**About this task**:
Go to the line holding "Pick out a point on every instance of the man's eyeglasses." in the entries below and write out exactly every line down to and including the line holding "Target: woman in blue saree".

[Records from a dataset]
——

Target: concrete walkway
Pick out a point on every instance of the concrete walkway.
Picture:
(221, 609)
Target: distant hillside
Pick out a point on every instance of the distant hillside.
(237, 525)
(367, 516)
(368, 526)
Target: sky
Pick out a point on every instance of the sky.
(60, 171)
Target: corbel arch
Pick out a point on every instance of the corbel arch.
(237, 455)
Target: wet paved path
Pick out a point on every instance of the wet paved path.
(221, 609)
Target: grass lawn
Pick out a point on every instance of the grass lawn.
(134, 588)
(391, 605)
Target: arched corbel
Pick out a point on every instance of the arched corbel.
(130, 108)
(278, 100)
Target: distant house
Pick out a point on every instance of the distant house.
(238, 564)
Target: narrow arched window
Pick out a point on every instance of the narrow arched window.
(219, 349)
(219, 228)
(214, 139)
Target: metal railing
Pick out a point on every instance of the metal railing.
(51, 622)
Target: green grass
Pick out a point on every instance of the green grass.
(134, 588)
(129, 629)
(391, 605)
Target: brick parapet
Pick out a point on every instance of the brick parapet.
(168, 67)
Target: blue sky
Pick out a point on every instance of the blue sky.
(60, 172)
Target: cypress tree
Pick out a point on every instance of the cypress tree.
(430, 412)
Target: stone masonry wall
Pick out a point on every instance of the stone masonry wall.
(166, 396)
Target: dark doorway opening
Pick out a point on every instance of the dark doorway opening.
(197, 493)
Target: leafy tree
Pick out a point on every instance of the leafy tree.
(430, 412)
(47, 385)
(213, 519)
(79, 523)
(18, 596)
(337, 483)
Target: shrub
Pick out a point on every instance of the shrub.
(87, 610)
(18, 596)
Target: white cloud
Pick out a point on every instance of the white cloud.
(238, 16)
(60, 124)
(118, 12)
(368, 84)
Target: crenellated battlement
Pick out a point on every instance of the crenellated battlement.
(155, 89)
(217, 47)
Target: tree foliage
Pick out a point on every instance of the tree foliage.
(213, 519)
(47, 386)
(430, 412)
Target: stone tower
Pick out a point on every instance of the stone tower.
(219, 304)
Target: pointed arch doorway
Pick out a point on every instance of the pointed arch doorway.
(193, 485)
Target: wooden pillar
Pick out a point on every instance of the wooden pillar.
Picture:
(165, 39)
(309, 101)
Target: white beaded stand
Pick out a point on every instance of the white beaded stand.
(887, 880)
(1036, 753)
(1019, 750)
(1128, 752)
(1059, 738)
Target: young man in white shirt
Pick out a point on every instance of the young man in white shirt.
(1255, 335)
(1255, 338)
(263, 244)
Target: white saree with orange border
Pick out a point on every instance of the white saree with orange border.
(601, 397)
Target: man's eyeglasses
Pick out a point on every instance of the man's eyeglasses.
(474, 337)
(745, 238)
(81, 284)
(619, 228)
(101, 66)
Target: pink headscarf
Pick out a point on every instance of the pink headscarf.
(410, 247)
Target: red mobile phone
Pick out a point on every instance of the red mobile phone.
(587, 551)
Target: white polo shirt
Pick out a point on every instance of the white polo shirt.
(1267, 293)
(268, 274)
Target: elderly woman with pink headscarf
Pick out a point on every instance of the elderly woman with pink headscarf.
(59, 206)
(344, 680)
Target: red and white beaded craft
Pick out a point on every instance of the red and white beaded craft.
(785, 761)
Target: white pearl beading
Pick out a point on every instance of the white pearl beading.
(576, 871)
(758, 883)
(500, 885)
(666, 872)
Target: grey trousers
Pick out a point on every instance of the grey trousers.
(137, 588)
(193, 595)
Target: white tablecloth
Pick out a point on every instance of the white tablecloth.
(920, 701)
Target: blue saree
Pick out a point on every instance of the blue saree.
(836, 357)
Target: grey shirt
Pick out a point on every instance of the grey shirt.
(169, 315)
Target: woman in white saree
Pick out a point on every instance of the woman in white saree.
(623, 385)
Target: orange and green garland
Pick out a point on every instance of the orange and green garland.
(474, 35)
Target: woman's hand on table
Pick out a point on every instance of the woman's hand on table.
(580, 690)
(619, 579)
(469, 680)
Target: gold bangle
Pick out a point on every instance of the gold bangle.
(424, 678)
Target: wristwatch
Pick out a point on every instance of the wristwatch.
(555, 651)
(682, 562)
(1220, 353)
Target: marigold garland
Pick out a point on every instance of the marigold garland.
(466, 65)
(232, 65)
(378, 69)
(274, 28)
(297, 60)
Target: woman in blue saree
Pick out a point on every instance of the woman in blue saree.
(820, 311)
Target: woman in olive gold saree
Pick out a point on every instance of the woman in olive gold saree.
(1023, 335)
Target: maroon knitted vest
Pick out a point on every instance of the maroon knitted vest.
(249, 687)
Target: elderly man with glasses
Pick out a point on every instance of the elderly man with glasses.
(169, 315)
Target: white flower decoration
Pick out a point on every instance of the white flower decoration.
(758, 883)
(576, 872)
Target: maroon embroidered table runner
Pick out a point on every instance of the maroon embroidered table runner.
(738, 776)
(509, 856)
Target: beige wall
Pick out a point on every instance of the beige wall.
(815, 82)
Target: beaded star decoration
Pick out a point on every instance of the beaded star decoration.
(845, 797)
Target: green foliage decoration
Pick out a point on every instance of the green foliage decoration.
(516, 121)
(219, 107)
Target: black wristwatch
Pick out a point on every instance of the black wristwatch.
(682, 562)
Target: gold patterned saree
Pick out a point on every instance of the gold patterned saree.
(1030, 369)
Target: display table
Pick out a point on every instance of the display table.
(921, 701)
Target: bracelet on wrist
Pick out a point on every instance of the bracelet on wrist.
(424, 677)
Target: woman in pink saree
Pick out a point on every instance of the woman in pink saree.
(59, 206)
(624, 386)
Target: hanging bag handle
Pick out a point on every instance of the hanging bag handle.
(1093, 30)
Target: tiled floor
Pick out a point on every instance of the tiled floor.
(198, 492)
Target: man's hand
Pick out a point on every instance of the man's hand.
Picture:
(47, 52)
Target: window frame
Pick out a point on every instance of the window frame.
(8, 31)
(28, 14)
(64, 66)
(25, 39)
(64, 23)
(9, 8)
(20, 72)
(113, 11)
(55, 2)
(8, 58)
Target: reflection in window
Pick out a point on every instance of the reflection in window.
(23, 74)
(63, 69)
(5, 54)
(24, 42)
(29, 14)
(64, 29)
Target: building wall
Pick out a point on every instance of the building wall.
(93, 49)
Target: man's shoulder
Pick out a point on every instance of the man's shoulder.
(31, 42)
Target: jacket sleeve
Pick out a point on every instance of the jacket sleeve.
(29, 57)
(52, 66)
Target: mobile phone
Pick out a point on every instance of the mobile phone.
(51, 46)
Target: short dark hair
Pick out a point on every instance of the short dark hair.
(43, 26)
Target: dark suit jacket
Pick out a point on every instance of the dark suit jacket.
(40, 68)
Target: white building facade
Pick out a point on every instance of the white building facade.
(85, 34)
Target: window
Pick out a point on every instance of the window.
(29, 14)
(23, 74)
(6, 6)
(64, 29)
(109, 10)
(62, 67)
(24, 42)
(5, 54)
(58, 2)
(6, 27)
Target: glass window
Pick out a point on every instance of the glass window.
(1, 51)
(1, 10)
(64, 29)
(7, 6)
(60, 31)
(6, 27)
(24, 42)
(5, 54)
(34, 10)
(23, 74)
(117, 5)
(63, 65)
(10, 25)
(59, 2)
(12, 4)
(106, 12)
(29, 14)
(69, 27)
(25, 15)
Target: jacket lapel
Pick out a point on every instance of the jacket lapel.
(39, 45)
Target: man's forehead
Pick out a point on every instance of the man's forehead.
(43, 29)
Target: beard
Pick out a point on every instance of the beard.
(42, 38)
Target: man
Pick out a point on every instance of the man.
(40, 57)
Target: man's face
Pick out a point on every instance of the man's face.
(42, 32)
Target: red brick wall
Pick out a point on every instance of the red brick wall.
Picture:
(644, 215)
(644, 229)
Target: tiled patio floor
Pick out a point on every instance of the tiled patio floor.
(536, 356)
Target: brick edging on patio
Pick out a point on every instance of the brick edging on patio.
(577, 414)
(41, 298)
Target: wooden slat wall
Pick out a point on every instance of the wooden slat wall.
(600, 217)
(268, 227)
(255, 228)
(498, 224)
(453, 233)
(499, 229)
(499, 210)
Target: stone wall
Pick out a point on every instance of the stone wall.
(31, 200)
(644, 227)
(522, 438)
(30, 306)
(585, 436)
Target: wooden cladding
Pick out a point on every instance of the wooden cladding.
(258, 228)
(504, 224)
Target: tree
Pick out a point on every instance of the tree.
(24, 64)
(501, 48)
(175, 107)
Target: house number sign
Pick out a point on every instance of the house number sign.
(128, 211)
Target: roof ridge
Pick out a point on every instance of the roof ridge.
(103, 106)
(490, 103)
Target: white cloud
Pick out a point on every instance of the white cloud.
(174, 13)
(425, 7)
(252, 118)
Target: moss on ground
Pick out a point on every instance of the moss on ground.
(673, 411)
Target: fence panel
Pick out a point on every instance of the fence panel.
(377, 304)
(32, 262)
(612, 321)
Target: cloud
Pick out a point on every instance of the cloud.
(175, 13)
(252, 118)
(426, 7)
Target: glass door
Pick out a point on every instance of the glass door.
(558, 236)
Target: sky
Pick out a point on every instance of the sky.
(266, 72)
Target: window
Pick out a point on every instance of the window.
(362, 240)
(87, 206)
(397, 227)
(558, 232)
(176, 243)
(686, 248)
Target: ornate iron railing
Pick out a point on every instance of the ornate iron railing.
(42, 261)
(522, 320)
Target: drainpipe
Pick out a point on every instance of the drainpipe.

——

**Solution for this task**:
Pick out a point on every instance of the man's eyeglasses.
(474, 337)
(745, 238)
(81, 284)
(619, 228)
(101, 66)
Target: pink headscarf
Pick out a point on every instance of the pink headscarf.
(410, 247)
Target: red mobile phone
Pick out a point on every instance of the red mobile phone.
(587, 551)
Target: white polo shirt
Pick out a point on every instance of the white polo shirt.
(1267, 293)
(268, 274)
Target: elderly woman with pink headscarf
Pick out a point on every instance of the elderly woman with pink headscarf.
(59, 206)
(344, 680)
Target: red and white beaded craft
Pick out a point on every instance of the red and white beaded craft.
(785, 761)
Target: white pearl beading
Pick out a point on every instance of the white pearl beading.
(576, 871)
(758, 883)
(500, 885)
(666, 872)
Target: grey trousers
Pick out a point on every instance of the grey trousers.
(137, 588)
(193, 595)
Target: white tablecloth
Pick out a point on every instance of the white tablecloth.
(920, 701)
Target: blue saree
Pick out a point on every instance of the blue saree.
(836, 357)
Target: grey shirt
Pick out a point on every instance of the grey shirt.
(169, 315)
Target: woman in white saree
Pick out a point on every instance of the woman in white saree.
(623, 385)
Target: orange and green garland
Pick out a point on every instance of the orange and green garland.
(474, 35)
Target: woman's hand on table
Pick out a point on every instance of the woman's hand on table.
(580, 690)
(619, 579)
(469, 680)
Target: gold bangle
Pick out a point on every instance of the gold bangle.
(424, 678)
Target: wristwatch
Pick out a point on every instance of the wristwatch.
(555, 651)
(682, 562)
(1220, 353)
Target: marigold garland
Pick out a point on every instance of the marigold garland.
(466, 65)
(232, 65)
(378, 69)
(274, 28)
(297, 60)
Target: woman in blue saree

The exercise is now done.